→ **DIRECTIONS FOR THIS TASK**: Keep to one stretch of the data below, the lines from the one with "Target: green bush" up to and including the one with "Where can you find the sunglasses", and return that stretch exactly.

[Opening LISTED RECORDS section]

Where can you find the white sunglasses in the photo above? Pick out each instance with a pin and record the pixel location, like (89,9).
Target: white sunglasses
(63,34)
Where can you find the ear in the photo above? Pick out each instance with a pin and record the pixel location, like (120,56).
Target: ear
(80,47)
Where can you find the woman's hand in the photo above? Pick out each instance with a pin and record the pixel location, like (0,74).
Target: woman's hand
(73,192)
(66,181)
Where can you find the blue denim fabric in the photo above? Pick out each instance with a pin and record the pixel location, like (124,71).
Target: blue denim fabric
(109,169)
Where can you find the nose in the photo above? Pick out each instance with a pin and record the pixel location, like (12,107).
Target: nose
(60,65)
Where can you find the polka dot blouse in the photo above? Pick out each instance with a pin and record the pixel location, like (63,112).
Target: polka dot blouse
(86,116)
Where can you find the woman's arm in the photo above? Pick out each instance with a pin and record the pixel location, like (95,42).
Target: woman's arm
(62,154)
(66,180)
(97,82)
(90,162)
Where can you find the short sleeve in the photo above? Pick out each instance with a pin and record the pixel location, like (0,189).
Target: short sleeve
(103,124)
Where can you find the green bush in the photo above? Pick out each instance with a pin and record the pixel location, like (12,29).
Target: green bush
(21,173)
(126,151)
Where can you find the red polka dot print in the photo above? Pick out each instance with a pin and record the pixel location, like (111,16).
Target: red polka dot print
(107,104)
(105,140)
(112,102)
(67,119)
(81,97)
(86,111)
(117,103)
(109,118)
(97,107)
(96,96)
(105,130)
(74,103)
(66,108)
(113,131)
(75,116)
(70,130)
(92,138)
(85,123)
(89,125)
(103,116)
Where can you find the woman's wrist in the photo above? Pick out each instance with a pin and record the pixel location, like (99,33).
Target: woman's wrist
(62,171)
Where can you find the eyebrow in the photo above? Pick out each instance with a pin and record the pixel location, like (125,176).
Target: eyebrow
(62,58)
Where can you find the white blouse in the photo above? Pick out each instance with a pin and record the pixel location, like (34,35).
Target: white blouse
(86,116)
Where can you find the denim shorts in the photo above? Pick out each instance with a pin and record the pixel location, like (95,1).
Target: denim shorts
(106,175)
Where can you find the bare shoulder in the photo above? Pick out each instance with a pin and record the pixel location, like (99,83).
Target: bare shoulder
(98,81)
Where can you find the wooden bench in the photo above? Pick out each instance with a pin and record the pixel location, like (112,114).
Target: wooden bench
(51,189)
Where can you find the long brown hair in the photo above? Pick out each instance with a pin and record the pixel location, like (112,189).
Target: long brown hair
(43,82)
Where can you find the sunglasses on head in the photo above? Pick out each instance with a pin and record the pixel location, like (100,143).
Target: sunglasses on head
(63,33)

[Closing LISTED RECORDS section]

→ **TASK RESPONSE**:
Target: green bush
(21,173)
(126,151)
Where can you find the red polka dot print in the photo above? Pick out each instance with a pin and record the pixel location, like (111,16).
Target: red polka dot print
(107,104)
(105,140)
(112,102)
(67,119)
(81,97)
(86,111)
(117,103)
(109,118)
(97,107)
(96,96)
(105,130)
(74,103)
(66,108)
(113,131)
(75,116)
(70,130)
(92,138)
(85,123)
(89,125)
(103,116)
Where can you find the woman's wrist in the photo above? Pick out each instance with a pin and record the pixel location, like (99,33).
Target: woman's wrist
(62,171)
Where can you find the eyebrow in the photo above? Pick out each instance with a pin and record the pixel location, like (125,176).
Target: eyebrow
(62,58)
Where can you find the white blouse in the photo above? Pick out each instance with a pin and record the pixel location, like (34,35).
Target: white blouse
(86,116)
Where can you find the denim shorts in the photo above? Pick out each instance with a pin and record the pixel location, like (95,1).
Target: denim shorts
(106,175)
Where can you find the bare shoulder in the photo above? Pick out each instance with a pin and record the pixel location, like (99,83).
Target: bare shoulder
(98,81)
Where can you find the wooden bench in the photo above? Pick out each instance with a pin and record the pixel location, like (112,114).
Target: wooden bench
(51,189)
Where can you find the long brown hair in the photo above? Pick out each instance with a pin and record the pixel location, like (112,189).
Target: long brown hair
(43,82)
Where can you find the sunglasses on head in the photo above? Pick out each instance with a pin and record the pixel location, like (100,143).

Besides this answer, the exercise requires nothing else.